Locate each line in the rows below that contains the word "green", and copy every such line in full.

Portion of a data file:

· · ·

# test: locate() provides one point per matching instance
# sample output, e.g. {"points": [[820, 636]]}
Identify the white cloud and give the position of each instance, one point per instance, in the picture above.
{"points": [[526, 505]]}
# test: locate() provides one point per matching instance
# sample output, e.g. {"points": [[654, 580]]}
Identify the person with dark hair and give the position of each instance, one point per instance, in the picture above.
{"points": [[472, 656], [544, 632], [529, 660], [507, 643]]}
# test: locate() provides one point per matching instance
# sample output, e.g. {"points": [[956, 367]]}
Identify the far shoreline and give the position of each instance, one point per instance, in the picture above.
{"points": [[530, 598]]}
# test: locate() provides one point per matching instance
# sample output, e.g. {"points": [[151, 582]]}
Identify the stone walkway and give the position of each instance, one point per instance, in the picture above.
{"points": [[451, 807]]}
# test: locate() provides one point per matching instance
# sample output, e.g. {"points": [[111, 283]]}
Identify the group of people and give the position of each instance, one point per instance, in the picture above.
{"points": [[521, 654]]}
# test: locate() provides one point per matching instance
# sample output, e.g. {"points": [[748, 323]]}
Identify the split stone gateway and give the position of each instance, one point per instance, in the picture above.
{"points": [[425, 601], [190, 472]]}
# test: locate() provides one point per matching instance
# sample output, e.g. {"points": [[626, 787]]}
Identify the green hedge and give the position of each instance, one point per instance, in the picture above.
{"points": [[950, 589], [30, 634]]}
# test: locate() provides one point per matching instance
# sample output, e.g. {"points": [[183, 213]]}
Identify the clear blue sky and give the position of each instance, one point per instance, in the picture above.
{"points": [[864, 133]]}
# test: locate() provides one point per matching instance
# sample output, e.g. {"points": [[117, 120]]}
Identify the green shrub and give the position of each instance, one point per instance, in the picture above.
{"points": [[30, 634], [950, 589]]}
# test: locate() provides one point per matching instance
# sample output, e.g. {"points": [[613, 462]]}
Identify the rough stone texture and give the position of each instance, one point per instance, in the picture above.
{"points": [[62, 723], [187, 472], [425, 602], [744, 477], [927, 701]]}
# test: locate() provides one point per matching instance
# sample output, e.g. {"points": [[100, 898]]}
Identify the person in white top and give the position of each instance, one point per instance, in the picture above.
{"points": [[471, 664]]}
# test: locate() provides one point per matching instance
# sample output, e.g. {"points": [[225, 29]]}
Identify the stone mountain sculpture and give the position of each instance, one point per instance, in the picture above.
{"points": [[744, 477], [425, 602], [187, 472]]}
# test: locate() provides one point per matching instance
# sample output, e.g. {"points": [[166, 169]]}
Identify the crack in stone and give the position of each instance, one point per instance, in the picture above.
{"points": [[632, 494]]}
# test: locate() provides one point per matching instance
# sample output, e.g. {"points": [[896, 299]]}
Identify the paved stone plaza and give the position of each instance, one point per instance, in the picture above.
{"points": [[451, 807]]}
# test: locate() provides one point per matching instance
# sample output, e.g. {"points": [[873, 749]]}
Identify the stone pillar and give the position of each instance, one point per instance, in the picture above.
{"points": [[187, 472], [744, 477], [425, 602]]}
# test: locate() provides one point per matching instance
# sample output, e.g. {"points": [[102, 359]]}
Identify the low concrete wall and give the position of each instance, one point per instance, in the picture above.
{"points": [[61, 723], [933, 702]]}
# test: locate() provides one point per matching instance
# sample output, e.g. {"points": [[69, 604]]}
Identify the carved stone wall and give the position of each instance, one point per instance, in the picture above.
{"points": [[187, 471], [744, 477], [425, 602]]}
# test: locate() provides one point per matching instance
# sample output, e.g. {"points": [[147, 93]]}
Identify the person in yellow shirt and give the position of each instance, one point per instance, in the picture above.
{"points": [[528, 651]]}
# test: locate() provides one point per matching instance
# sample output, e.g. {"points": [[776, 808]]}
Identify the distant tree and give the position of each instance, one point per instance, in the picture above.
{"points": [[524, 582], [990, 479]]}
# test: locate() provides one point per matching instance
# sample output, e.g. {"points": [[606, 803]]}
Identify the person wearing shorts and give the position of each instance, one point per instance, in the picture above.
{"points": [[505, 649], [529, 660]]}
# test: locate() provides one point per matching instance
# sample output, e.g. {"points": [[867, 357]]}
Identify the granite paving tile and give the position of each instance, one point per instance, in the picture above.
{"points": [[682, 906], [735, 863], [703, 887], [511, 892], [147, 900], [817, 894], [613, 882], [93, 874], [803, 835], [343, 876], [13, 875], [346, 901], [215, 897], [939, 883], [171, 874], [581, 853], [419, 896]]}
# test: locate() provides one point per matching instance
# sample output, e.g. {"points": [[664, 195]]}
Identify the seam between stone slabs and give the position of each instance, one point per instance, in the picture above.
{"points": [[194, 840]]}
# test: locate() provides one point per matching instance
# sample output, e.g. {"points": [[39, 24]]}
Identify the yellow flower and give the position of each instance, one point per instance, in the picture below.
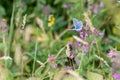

· · ·

### FINISHED TASK
Identify the green hedge and give the position of each instance, one point per instance, in the picture above.
Identify the green shrub and give the position of each instance, one point per instance, in the picture above.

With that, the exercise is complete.